Point-per-instance localization data
== == ==

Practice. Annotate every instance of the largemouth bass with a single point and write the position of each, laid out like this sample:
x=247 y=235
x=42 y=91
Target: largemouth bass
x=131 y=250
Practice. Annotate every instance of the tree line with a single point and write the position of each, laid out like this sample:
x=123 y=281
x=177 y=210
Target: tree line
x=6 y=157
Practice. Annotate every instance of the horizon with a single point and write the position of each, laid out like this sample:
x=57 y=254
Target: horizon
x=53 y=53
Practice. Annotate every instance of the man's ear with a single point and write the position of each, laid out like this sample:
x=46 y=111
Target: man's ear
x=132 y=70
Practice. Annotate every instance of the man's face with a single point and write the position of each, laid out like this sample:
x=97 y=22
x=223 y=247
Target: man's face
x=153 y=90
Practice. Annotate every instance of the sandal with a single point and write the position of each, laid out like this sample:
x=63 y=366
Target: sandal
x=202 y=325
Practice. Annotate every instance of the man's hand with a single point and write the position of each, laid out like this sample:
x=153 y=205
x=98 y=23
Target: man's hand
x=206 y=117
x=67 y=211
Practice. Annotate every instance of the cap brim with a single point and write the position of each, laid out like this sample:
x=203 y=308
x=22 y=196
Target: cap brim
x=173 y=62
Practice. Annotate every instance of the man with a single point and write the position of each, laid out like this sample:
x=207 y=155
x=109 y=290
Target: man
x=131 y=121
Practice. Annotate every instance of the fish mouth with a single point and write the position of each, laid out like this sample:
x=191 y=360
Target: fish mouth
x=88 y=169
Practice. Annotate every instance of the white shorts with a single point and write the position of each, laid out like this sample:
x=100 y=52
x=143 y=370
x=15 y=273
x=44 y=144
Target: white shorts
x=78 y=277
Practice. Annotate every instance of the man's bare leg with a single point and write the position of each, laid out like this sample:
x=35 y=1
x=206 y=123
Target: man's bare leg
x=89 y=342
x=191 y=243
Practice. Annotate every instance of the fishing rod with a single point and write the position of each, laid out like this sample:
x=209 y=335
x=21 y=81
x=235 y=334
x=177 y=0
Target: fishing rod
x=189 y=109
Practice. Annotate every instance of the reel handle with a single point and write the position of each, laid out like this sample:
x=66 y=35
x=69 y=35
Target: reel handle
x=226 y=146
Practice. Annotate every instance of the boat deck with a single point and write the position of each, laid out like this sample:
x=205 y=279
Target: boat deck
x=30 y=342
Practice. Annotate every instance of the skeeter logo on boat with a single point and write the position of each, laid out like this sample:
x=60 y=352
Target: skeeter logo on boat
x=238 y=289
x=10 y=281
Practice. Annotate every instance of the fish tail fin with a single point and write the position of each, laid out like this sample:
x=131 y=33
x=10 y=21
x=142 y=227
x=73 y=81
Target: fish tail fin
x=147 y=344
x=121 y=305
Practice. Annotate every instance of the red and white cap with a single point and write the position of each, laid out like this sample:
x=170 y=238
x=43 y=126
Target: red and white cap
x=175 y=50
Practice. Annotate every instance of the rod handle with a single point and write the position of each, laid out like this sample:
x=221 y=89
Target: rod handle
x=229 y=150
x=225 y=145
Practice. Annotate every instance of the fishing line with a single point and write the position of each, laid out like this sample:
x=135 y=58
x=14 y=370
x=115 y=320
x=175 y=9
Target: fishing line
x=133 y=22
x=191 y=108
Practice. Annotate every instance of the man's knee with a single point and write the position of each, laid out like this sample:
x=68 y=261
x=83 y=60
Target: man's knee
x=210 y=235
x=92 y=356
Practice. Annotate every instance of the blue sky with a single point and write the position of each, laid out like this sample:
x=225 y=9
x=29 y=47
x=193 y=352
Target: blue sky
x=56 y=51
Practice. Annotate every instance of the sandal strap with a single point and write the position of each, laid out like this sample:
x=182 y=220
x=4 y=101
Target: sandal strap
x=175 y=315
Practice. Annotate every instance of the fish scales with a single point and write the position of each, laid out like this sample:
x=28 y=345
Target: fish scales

== == ==

- [TASK GOAL] Each record is to be retyped exactly as written.

- [WRITTEN REPLY]
Practice. Annotate every instance of the largemouth bass with a single point and write the position of each, laid out like this sample:
x=247 y=235
x=42 y=91
Target: largemouth bass
x=131 y=250
Practice. Annotate every instance of the tree line with a single point and write the position of each, laid out like this sample:
x=123 y=281
x=177 y=210
Target: tree line
x=6 y=157
Practice. Annotate every instance of the horizon with a single point and write the position of each, laid out like this sample:
x=57 y=254
Target: horizon
x=53 y=53
Practice. Annotate every instance of the man's ear with a single point and write the position of each, laid out like this sample:
x=46 y=111
Target: man's ear
x=132 y=70
Practice. Annotate every instance of the man's face with a single point and write the position of each, laid out like this sample:
x=97 y=22
x=223 y=247
Target: man's face
x=153 y=90
Practice. Annotate every instance of the sandal with a single point and write the position of each, laid out like this sample:
x=63 y=366
Target: sandal
x=202 y=325
Practice. Annotate every instance of the man's hand with a single point and write the position of each, laid out like this sample:
x=153 y=205
x=98 y=23
Target: man's hand
x=206 y=117
x=67 y=211
Practice. Annotate every instance of the cap brim with a single point and write the position of each, laid out like this sample:
x=203 y=308
x=22 y=196
Target: cap brim
x=173 y=62
Practice. Annotate every instance of the man with a single point and write the position of each, laid out like this sample:
x=207 y=155
x=109 y=290
Target: man
x=131 y=121
Practice. Annotate every instance of the fish mouth with a single point and write the position of each, laid out like this sample:
x=191 y=360
Target: fish mouth
x=88 y=169
Practice. Annotate every instance of the white shorts with a single point and write the position of each, laid out like this sample:
x=100 y=52
x=143 y=370
x=15 y=273
x=44 y=144
Target: white shorts
x=78 y=277
Practice. Annotate every instance of the man's bare leg with a single point and write the position of each, laid out like this sample:
x=35 y=1
x=206 y=123
Target: man's bare leg
x=89 y=342
x=191 y=243
Practice. Annotate every instance of the fishing rod with a single point and write the position of each, laid out like this sample:
x=209 y=335
x=21 y=81
x=235 y=334
x=177 y=0
Target: fishing rod
x=189 y=109
Practice. Annotate every instance of the reel handle with a single point and write the position of each, laid out like this sample:
x=66 y=35
x=69 y=35
Target: reel handle
x=226 y=146
Practice. Annotate every instance of the boat deck with a single point and write the position of each, laid out like this sample:
x=205 y=279
Target: boat deck
x=30 y=342
Practice. Annotate every instance of the skeeter logo on boat with a single point and write the position of each, laid out like this sample:
x=60 y=352
Target: skeeter logo on boat
x=238 y=289
x=10 y=281
Practice. Annotate every instance of the fish tail fin with a single point and write the position of each, laid out like this sample:
x=131 y=33
x=10 y=21
x=142 y=227
x=73 y=81
Target: fish tail fin
x=147 y=344
x=121 y=305
Practice. Annotate every instance of the red and white cap with a single point and write the position of each, laid out like this sample:
x=170 y=238
x=43 y=126
Target: red and white cap
x=175 y=50
Practice. Annotate every instance of the rod handle with a single point and write the position of each, laid out like this sample:
x=221 y=89
Target: rod handle
x=229 y=150
x=225 y=145
Practice. Annotate every instance of the fishing line with a single point and write the position of each, laid out like this sample:
x=135 y=58
x=14 y=370
x=115 y=320
x=175 y=9
Target: fishing line
x=133 y=22
x=191 y=108
Practice. Annotate every instance of the man's knee with a single point and write the position of each, laid out like this sample:
x=68 y=261
x=83 y=60
Target: man's knee
x=210 y=235
x=92 y=356
Practice. Annotate every instance of the blue sky with a single point and write the position of each, laid out like this sample:
x=225 y=9
x=29 y=47
x=193 y=352
Target: blue sky
x=56 y=51
Practice. Annotate every instance of the sandal strap with a single point and write the position of each, laid out like this sample:
x=182 y=220
x=4 y=101
Target: sandal strap
x=175 y=315
Practice. Annotate every instance of the fish scales with a single point and write the position of each, laid out like this sample:
x=28 y=345
Target: fish scales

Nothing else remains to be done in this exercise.